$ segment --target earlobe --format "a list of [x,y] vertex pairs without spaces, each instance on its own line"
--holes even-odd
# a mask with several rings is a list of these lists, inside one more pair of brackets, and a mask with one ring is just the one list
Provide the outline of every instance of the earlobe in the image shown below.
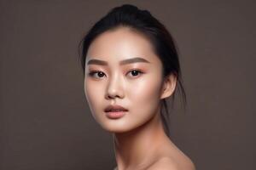
[[165,78],[162,85],[160,99],[168,98],[173,94],[175,90],[176,83],[177,83],[177,76],[173,74],[170,74],[167,77]]

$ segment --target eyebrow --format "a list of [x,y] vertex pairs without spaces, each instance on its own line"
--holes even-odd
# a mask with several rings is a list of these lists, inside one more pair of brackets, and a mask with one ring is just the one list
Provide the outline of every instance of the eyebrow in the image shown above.
[[[128,65],[128,64],[137,63],[137,62],[150,63],[149,61],[148,61],[145,59],[136,57],[136,58],[132,58],[132,59],[127,59],[127,60],[121,60],[119,62],[119,64],[122,65]],[[104,60],[92,59],[87,62],[87,65],[108,65],[108,62],[104,61]]]

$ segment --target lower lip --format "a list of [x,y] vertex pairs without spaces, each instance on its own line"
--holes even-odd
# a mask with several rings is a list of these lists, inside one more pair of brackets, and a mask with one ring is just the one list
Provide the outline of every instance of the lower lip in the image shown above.
[[105,112],[107,116],[111,118],[111,119],[118,119],[125,115],[127,111],[109,111],[109,112]]

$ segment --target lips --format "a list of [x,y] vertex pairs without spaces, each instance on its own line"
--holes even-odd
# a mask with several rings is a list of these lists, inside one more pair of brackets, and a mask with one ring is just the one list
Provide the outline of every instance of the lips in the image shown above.
[[128,111],[127,109],[120,106],[120,105],[108,105],[104,110],[105,112],[112,112],[112,111]]

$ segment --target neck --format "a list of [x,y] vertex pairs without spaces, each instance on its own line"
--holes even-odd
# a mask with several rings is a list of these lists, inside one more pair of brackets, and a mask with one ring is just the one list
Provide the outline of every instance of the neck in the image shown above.
[[156,156],[157,150],[168,139],[160,114],[131,131],[114,133],[118,169],[134,169],[148,164]]

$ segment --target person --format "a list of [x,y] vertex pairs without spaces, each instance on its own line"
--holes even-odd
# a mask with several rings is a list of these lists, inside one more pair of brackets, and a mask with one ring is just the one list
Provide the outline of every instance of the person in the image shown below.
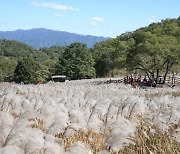
[[144,79],[143,79],[143,84],[144,84],[144,86],[147,84],[146,76],[145,76]]

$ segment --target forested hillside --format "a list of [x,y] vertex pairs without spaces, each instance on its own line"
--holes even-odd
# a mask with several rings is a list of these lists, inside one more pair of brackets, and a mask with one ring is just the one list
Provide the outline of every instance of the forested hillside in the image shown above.
[[81,42],[88,47],[93,47],[97,42],[107,40],[105,37],[80,35],[64,31],[54,31],[44,28],[35,28],[30,30],[16,30],[16,31],[0,31],[0,38],[16,40],[34,48],[44,48],[51,46],[68,46],[71,43]]
[[82,43],[34,49],[0,40],[1,81],[37,83],[46,82],[52,74],[83,79],[122,72],[141,72],[155,81],[159,76],[180,72],[180,18],[126,32],[91,49]]

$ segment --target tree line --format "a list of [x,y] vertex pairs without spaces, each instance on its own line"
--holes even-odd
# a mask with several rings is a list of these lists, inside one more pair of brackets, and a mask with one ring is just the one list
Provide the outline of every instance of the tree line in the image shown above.
[[70,80],[143,73],[157,81],[180,71],[180,19],[166,19],[127,32],[87,48],[82,43],[67,47],[34,49],[16,41],[0,40],[0,81],[47,82],[52,75]]

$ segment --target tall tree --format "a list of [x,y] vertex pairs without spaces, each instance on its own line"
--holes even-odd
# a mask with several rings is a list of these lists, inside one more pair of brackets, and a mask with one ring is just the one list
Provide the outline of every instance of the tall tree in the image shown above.
[[38,83],[44,82],[48,77],[48,69],[35,62],[32,58],[20,60],[14,71],[14,81],[20,83]]
[[95,77],[94,59],[85,44],[73,43],[68,46],[56,64],[56,74],[69,79]]
[[136,44],[129,51],[127,65],[144,71],[154,81],[157,81],[160,75],[164,76],[165,81],[169,71],[180,60],[177,38],[143,31],[134,33],[133,37]]

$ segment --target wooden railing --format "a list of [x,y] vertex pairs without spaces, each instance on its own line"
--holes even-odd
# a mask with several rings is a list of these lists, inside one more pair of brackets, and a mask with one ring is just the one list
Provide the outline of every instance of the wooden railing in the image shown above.
[[[141,79],[143,80],[145,78],[145,76],[141,76]],[[137,80],[137,78],[134,78],[135,80]],[[110,83],[122,83],[124,82],[124,78],[119,78],[119,79],[108,79],[106,80],[104,83],[106,84],[110,84]],[[166,81],[165,83],[168,84],[179,84],[180,85],[180,77],[178,76],[167,76],[166,77]]]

▶ _Problem details_
Render every line of the entries above as a Markdown table with the columns Row and Entry line, numbering the rows in order and omitting blank lines. Leave the pictures out.

▶ _Answer below_
| Row | Entry line |
|---|---|
| 1 | $ segment --target earlobe --format "a list of [x,y] vertex pairs without spaces, each instance on its own line" |
| 2 | --holes even-odd |
| 3 | # a mask with several rings is a list of these lists, inside one more pair of brackets, and a mask with one ring is just the one list |
| 4 | Provide the outline of every instance of the earlobe in the image shown below. |
| 5 | [[165,78],[162,85],[160,99],[168,98],[173,94],[175,90],[176,83],[177,83],[177,76],[173,74],[170,74],[167,77]] |
| 6 | $ segment --target eyebrow --format "a list of [x,y] vertex pairs without spaces, each instance on its own line" |
| 7 | --holes even-odd |
| 8 | # a mask with several rings is a list of these lists, inside one more pair of brackets, and a mask with one ring is just the one list |
| 9 | Provide the outline of every instance of the eyebrow in the image shown above. |
| 10 | [[[128,65],[128,64],[137,63],[137,62],[150,63],[149,61],[148,61],[145,59],[136,57],[136,58],[132,58],[132,59],[127,59],[127,60],[121,60],[119,62],[119,64],[122,65]],[[104,60],[92,59],[87,62],[87,65],[108,65],[108,62],[104,61]]] |
| 11 | $ segment --target lower lip --format "a list of [x,y] vertex pairs without spaces, each instance on its own line" |
| 12 | --holes even-odd |
| 13 | # a mask with several rings is a list of these lists, inside one more pair of brackets, and a mask with one ring is just the one list |
| 14 | Provide the outline of every instance of the lower lip in the image shown above. |
| 15 | [[105,112],[107,116],[111,118],[111,119],[118,119],[125,115],[127,111],[109,111],[109,112]] |
| 16 | $ segment --target lips --format "a list of [x,y] vertex pairs without spaces, each instance on its own line" |
| 17 | --holes even-odd |
| 18 | # a mask with several rings is a list of these lists, inside one more pair of brackets, and a mask with one ring is just the one list |
| 19 | Provide the outline of every instance of the lips in the image shown above. |
| 20 | [[128,111],[127,109],[120,106],[120,105],[108,105],[104,110],[105,112],[112,112],[112,111]] |
| 21 | $ segment --target neck --format "a list of [x,y] vertex pairs without spaces, each instance on its own line" |
| 22 | --holes even-odd |
| 23 | # a mask with several rings is a list of these lists, inside one more pair of brackets, and a mask with one ring is just the one list |
| 24 | Provide the outline of every instance of the neck in the image shown above. |
| 25 | [[156,156],[157,150],[168,139],[160,114],[131,131],[114,133],[118,169],[134,169],[148,164]] |
| 26 | $ segment --target person --format "a list of [x,y] vertex pairs without spaces, each instance on its own line" |
| 27 | --holes even-odd |
| 28 | # a mask with several rings is a list of these lists, inside one more pair of brackets, and a mask with one ring is just the one list |
| 29 | Provide the outline of every instance of the person in the image shown below. |
| 30 | [[144,79],[143,79],[143,84],[144,84],[144,86],[147,84],[146,76],[145,76]] |
| 31 | $ segment --target forested hillside --format "a list of [x,y] vertex pairs without spaces, each instance on its own line" |
| 32 | --holes even-odd |
| 33 | # a mask with several rings is a list of these lists, inside one more pair of brackets, and a mask with one ring is just the one list |
| 34 | Provide the outline of every instance of the forested hillside in the image shown above. |
| 35 | [[81,42],[88,47],[93,47],[97,42],[107,40],[105,37],[80,35],[64,31],[54,31],[44,28],[35,28],[30,30],[16,30],[16,31],[0,31],[0,38],[16,40],[34,48],[44,48],[51,46],[68,46],[71,43]] |
| 36 | [[82,43],[34,49],[0,40],[1,81],[37,83],[46,82],[52,74],[83,79],[122,72],[141,72],[155,81],[159,76],[180,72],[180,18],[126,32],[91,49]] |
| 37 | $ segment --target tree line --format "a list of [x,y] vertex pairs without spaces, each instance on its own line" |
| 38 | --holes even-odd |
| 39 | # a mask with several rings is a list of these lists, inside one more pair of brackets, and a mask with one ring is just the one list |
| 40 | Provide the outline of every instance of the tree line in the image shown above. |
| 41 | [[70,80],[143,73],[157,81],[180,71],[180,19],[166,19],[127,32],[87,48],[82,43],[67,47],[34,49],[16,41],[0,40],[0,81],[47,82],[52,75]] |
| 42 | $ segment --target tall tree --format "a list of [x,y] vertex pairs without spaces, each instance on its own line" |
| 43 | --holes even-odd |
| 44 | # a mask with several rings is a list of these lists, inside one more pair of brackets, and a mask with one ring is just the one list |
| 45 | Provide the outline of every instance of the tall tree in the image shown above. |
| 46 | [[38,83],[44,82],[48,77],[48,69],[35,62],[32,58],[20,60],[14,71],[14,81],[20,83]] |
| 47 | [[95,77],[94,59],[85,44],[73,43],[68,46],[56,64],[56,74],[69,79]] |
| 48 | [[136,44],[129,51],[127,65],[144,71],[154,81],[157,81],[160,75],[164,76],[165,81],[169,71],[180,60],[177,38],[143,31],[134,33],[133,37]] |
| 49 | $ segment --target wooden railing --format "a list of [x,y] vertex pairs without spaces, each instance on its own line" |
| 50 | --holes even-odd |
| 51 | # a mask with several rings is a list of these lists, inside one more pair of brackets, and a mask with one ring is just the one list |
| 52 | Provide the outline of every instance of the wooden railing in the image shown above. |
| 53 | [[[141,79],[143,80],[145,78],[145,76],[141,76]],[[137,80],[137,78],[134,78],[135,80]],[[110,83],[122,83],[124,82],[124,78],[119,78],[119,79],[108,79],[106,80],[104,83],[106,84],[110,84]],[[166,81],[165,83],[168,84],[179,84],[180,85],[180,77],[178,76],[167,76],[166,77]]] |